TEXTE FOURNI:
Aide à l’installation en Outre-mer : le gouvernement retire l’article 55 du projet de loi de finances

Le projet était très controversé puisqu’il prévoyait une aide à l’installation en outre-mer pour tous les résidents de l’Hexagone sans distinction, justifiant d’un projet professionnel durable. Acculé par les critiques, le gouvernement représenté par le ministre des Outremers Gérald Darmanin et son Ministre délégué chargé des Outremers, Philippe Vigier est revenu sur la loi. L’aide à l’installation en Outre-mer est donc supprimé sur projet de Loi de Finances.

C’était la plus grosse polémique du moment au sein de la majorité présidentielle et les élus ultramarins. L’article 55 du Projet de loi de finances pour l’Outremer prévoyait un budget de 23 millions d’euros pour que « toute personne résidant en France métropolitaine justifiant d’un projet d’installation durable dans les outre-mer se verrait attribuer au titre de la continuité territoriale, une aide financière pour le transport, plus une allocation à installation ».

Il s’agit là, d’une demande issue du groupe LIOT qui souhaitait une aide au retour des Ultramarins dans leur territoire d’origine. Une demande qui s’inscrit dans le cadre des mesures à prendre contre le déclin démographique, d’une part et contre le vieillissement en facilitant l’installation de jeunes de préférence.

EXTRAITS DES ENTRÉES:
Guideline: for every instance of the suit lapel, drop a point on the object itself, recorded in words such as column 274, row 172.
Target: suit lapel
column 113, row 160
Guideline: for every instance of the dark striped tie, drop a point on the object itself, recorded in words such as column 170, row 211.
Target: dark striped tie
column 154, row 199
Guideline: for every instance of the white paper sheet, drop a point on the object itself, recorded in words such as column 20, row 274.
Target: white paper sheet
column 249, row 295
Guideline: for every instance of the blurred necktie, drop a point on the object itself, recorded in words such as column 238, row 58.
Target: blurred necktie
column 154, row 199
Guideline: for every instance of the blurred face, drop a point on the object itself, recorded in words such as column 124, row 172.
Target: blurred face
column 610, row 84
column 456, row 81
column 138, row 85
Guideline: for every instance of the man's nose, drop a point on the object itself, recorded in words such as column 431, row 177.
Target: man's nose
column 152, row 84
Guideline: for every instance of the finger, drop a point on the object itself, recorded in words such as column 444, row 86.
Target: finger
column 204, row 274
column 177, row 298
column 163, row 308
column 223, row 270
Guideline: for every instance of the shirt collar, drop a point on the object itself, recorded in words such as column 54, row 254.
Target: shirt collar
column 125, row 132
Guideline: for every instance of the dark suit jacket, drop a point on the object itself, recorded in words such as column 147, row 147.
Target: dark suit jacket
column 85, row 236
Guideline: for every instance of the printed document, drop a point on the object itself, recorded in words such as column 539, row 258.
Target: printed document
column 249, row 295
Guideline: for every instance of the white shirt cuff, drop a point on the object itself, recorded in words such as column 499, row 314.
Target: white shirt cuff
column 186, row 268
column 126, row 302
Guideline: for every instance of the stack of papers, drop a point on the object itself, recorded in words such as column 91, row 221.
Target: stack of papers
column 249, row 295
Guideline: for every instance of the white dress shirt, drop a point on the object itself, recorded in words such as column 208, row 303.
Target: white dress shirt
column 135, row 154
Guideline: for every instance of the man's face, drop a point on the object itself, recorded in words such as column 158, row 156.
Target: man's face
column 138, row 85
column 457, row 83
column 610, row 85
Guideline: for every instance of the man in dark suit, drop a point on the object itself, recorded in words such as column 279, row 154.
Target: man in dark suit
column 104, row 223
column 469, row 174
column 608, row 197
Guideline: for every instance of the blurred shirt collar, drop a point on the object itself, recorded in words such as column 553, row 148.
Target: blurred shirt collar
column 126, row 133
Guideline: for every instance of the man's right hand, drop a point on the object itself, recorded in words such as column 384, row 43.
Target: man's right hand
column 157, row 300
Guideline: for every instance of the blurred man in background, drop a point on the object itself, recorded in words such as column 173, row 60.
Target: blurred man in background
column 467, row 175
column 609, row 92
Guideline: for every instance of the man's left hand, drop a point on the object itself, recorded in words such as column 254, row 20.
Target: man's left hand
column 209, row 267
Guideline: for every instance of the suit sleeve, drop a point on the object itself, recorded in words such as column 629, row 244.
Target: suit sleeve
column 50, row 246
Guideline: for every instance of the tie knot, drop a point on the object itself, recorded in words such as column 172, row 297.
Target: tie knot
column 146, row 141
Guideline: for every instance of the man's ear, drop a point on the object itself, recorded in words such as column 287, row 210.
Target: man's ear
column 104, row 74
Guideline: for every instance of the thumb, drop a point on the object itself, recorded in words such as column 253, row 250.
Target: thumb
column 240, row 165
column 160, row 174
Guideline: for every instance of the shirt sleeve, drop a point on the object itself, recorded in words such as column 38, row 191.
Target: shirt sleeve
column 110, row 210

TÂCHES:
1 > Recopiez le passage de l’article sur l’aide à l’installation en outre-mer en commençant par « Le projet était » et en allant jusqu’à « Loi de Finances. ».
2 > Prolongez l’article sur le retrait de l’aide à l’installation en outre-mer en reprenant après sa dernière phrase.

RÉPONSES ATTENDUES:
1 >
Le projet était très controversé puisqu’il prévoyait une aide à l’installation en outre-mer pour tous les résidents de l’Hexagone sans distinction, justifiant d’un projet professionnel durable. Acculé par les critiques, le gouvernement représenté par le ministre des Outremers Gérald Darmanin et son Ministre délégué chargé des Outremers, Philippe Vigier est revenu sur la loi. L’aide à l’installation en Outre-mer est donc supprimé sur projet de Loi de Finances.

2 >
Cette demande avait un objectif précis, permettre aux ultramarins installés dans l’Hexagone de retourner dans leurs territoires d’origines. Il faut savoir que ces territoires qui souffrent d’un vieillissement accéléré de leurs populations et le départ de sa jeunesse. D’ailleurs, Olivier SERVA de la LIOT d’indiquer et même d’insister : « On veut que ce soit uniquement des personnes qui ont des centres d’intérêt matériels et moraux en Outre-Mer. Mais je veux rajouter une autre condition encore plus restrictive. Je veux que cette mesure ne concerne que les personnes qui ont bénéficié d’un passeport aller de Ladom. En clair, par exemple, si un étudiant né en Guadeloupe a bénéficié d’un passeport pour aller étudier en France hexagonale et il veut revenir, il le pourra ».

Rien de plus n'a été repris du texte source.